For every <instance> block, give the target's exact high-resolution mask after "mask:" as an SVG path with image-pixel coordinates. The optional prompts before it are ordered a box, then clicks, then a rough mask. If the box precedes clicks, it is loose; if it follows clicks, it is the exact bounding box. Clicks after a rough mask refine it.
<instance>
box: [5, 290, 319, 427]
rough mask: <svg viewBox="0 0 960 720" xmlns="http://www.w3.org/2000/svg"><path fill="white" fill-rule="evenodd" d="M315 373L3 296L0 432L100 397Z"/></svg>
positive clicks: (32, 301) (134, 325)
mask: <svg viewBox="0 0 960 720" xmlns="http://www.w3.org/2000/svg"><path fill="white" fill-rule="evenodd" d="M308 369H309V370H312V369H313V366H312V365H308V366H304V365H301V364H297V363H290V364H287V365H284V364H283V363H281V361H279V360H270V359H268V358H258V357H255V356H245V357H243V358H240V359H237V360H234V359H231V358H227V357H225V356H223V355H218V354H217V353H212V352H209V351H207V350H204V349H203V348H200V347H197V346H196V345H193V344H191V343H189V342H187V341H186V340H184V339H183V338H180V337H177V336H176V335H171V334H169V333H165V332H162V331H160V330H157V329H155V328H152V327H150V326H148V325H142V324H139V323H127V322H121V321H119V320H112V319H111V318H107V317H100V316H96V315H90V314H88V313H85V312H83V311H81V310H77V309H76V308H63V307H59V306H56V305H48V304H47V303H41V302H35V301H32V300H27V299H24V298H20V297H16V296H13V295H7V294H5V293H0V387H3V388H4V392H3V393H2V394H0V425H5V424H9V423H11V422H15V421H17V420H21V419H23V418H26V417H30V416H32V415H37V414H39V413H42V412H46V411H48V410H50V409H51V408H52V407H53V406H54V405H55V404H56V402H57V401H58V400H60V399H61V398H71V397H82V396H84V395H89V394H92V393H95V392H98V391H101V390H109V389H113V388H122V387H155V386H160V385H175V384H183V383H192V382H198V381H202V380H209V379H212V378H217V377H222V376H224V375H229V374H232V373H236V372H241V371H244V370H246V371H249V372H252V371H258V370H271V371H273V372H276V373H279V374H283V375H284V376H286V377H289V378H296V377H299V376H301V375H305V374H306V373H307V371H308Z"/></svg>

- **To do**
Copy every line of the entries in which "rough" can be found.

- **The answer**
For every <instance> block, give the target's exact high-resolution mask after "mask:" as an SVG path with image-pixel coordinates. The optional prompts before it are ordered a box, then clicks, then a rough mask. If the box precedes clicks, it is loose; if it follows clicks, it is the exact bounding box. Clicks after a rough mask refine it.
rough mask: <svg viewBox="0 0 960 720" xmlns="http://www.w3.org/2000/svg"><path fill="white" fill-rule="evenodd" d="M315 373L3 296L0 432L100 397Z"/></svg>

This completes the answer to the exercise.